__Selected text__
The Changing Climate of Resilience in Software

December 10, 2019

Resilience Engineering, often shortened to RE, is heating up.

Practitioners are clamoring for "what's next" in the field of incident management and wrangling the complex systems which our society increasingly relies on in big, small, and surprising ways. Tracks on RE and related topics at well-established industry conferences, community watering holes (like this one), and even an industry conference devoted entirely to RE all point to a growing curiosity in Resilience Engineering's concepts from the software development and operations field. 

Despite this interest, full-on adoption of Resilience Engineering's principles in the practice of developing and operating large software systems remains relatively nascent. This reality presents RE proponents with an interesting question: if there's demonstrable interest in exploring how the cultivation of Resilience can benefit day-to-day work and materially improve outcomes, then why is that adoption still fledgling? In a recent chat about this dichotomy, an RE colleague mused that Resilience Engineering adoption felt not unlike the challenges facing us in another domain: global climate change.

The claim may, at first blush, sound a bit sensational. But addressing climate change in any coherent, sustainable way shares many of the same challenges we face when arguing that cultivating Resilient practices offers our industry a tool to deal with some of its thorniest challenges:

  • Winning Friends and Influencing People. Many people's initial interactions with the Resilience Engineering community can be, for lack of a better word, off-putting.

    We rail against root cause. (And the mere utterance of those words!) We tell you to stop—stop, stop, stop, and stop—using Five Why's. We criticize the way many hold their incident retrospectives ("You use it to come up with remediation items? How quaint...") We nag about blame, even when established, reasonable cultural norms have clearly been violated. In short, our initial conversations with many developers, operations engineers, and managers can solely appear to be a treatise on what they're doing wrong with their lives... at least if they want to live a Resilient one.

    This is not an unfamiliar challenge to climate change activists: their early messaging also often came across as "Everything you're doing in your life is wrong." Drive a car? You're wrecking the planet. Eat a hamburger. You're choking the atmosphere with cow belches. Use a plastic... anything? You monster.

    This is an important dynamic to recognize precisely because while the science may support both those climate activists and us RE proponents, the entirety of our initial message can feel like a pretty visceral, context-free attack on how others lived their lives or conducted their careers. And while we may not be wrong, those initial impressions matter... and ours can be harsh to confront without feeling at least a little bit insulted or frustrated.
  • Demonstrating the Dividends. Many of the investments Resilience Engineering asks organizations, teams, and individuals to make are expensive, certainly in terms of expended time, but often monetarily too. Of course, set in the context of helping to prevent multi-million dollar outages, the investment is a sound one... over the long term. But in the context of day-to-day operations or lines on a headcount budget spreadsheet, the soundness of that investment isn’t always immediately obvious.

__Listed entries__
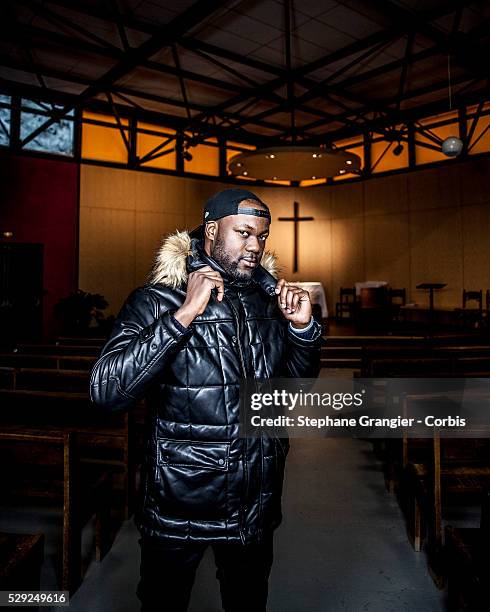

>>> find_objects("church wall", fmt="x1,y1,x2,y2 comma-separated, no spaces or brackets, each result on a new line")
80,160,490,313
0,154,78,338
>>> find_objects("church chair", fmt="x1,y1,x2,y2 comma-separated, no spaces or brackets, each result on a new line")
335,287,356,321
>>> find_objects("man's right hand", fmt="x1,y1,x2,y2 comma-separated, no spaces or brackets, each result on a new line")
174,266,225,327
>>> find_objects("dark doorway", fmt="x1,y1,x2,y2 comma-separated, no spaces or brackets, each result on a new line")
0,243,44,346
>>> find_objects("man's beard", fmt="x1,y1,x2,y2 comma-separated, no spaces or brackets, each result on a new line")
211,236,253,282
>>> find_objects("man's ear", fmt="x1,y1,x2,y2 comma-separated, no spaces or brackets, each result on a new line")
204,221,218,240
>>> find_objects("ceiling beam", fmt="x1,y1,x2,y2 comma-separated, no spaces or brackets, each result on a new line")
19,0,234,145
0,54,290,131
0,77,277,146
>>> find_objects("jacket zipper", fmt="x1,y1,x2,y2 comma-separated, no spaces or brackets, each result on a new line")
225,296,248,546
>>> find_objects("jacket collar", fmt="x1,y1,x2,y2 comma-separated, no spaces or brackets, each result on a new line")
148,231,279,289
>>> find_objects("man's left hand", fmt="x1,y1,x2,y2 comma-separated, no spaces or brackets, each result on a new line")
276,278,311,328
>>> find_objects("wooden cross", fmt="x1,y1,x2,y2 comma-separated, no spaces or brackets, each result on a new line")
278,202,313,272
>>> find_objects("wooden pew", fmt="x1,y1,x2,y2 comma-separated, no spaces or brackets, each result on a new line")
445,490,490,612
400,390,490,587
0,389,138,519
0,351,95,371
0,367,90,393
0,427,111,593
0,532,44,592
13,344,100,359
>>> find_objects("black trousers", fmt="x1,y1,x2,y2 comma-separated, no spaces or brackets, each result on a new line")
137,533,273,612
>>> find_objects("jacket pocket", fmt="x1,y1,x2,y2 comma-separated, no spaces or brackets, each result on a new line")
154,438,230,520
158,438,230,471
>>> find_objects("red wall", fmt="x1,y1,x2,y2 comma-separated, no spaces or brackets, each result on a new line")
0,154,79,339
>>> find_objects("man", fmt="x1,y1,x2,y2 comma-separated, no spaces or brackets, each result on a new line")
90,189,321,612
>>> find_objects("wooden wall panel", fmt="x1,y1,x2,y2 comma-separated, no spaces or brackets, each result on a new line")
365,213,410,289
363,174,408,216
462,204,490,292
331,217,365,296
407,166,465,210
80,160,490,311
410,207,463,307
461,158,490,206
79,207,136,314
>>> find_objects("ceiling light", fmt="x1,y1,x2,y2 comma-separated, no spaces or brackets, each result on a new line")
228,145,361,181
393,142,403,157
441,136,463,157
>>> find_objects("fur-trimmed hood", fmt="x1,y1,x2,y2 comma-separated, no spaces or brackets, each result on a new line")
148,230,279,289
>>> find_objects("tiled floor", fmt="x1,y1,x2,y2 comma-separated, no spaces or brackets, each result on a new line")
53,438,445,612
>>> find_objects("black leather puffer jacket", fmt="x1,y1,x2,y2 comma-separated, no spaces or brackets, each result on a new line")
90,232,321,543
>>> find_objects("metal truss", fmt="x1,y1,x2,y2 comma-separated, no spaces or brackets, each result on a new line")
0,0,489,165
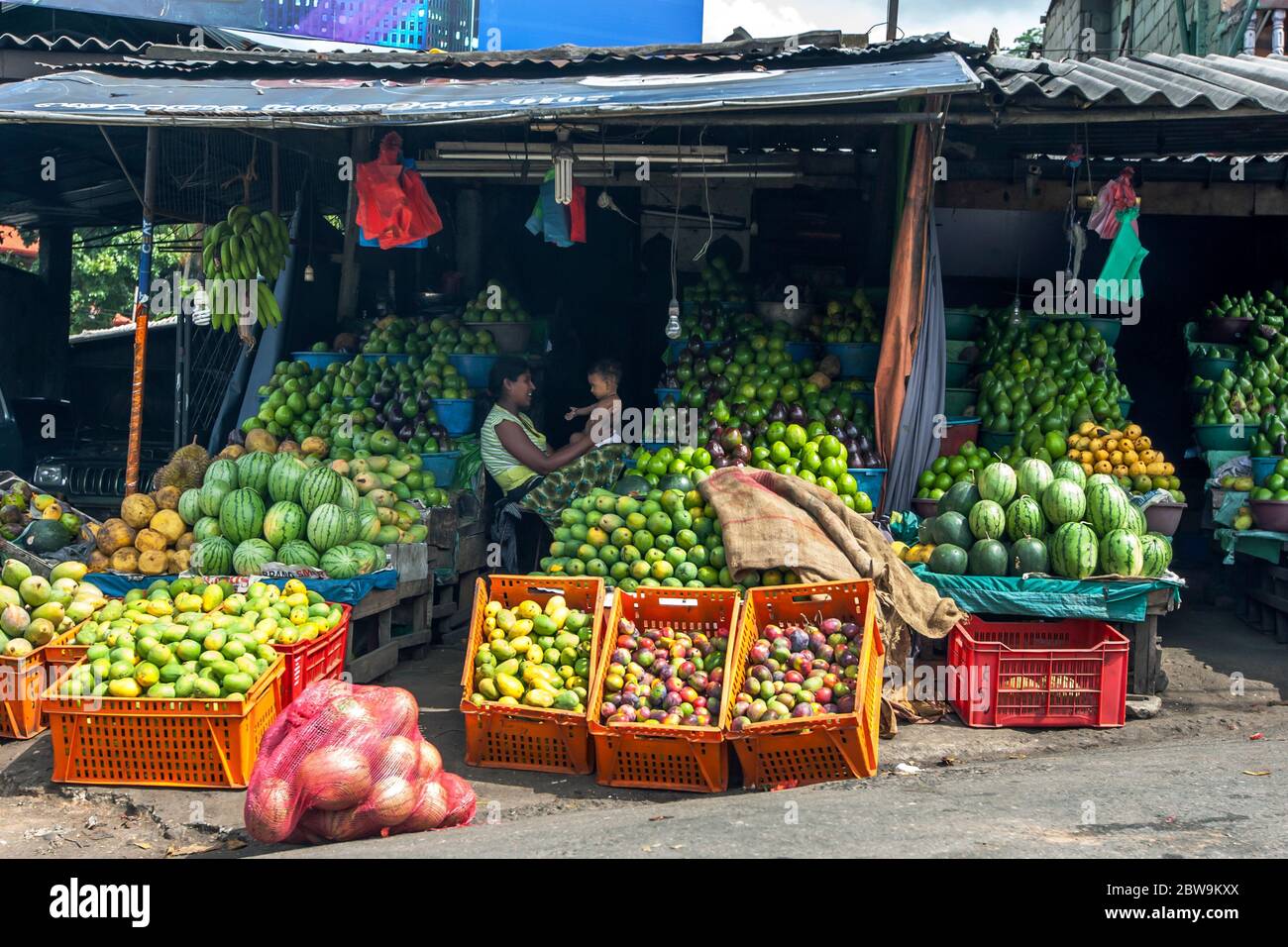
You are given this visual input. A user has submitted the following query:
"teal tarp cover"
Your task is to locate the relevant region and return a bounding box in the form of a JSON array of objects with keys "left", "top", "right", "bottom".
[
  {"left": 912, "top": 566, "right": 1184, "bottom": 621},
  {"left": 85, "top": 569, "right": 398, "bottom": 605}
]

__Required work__
Write the next part of the essay on resilience engineering in software, picking up after its last sentence.

__Answer box__
    Similarly, climate change requires we make some pretty fundamental changes to the way we run societies and economies globally. Opponents of the idea that climate change is harmful to humanity continue to (compellingly!) make the argument that the investment in renewable energy sources, de-carbonizing the economy, and other green technologies just is not worth the cost... at least when we're not faced with consistently-yearly storms which cause multi-billion dollar damages.

    Fundamentally, addressing both climate change and implementing Resilience Engineering require being open to investing in the future... and for those already underwater (operationally, at least), it can be a hard sell to pitch solutions with a heavy up-front cost... even if we know it can pay off (and even if the payoff is “merely” future disaster mitigation).
  • The Root Cause of the Storm. Relatedly, climate scientists are often asked if specific heatwaves, firestorms, hurricanes, or floods are "due to climate change." Their answer is always the same: "Climate change cannot be linked as the root cause of a single weather event. (Also, the weather is not climate!)"

    And similarly, no honest Resilience Engineering practitioner would assert that the root cause of an incident was a failure to employ RE practices. (And, in the same vein, no one should believe any RE practitioner who claims an incident was avoided, due to the RE work.)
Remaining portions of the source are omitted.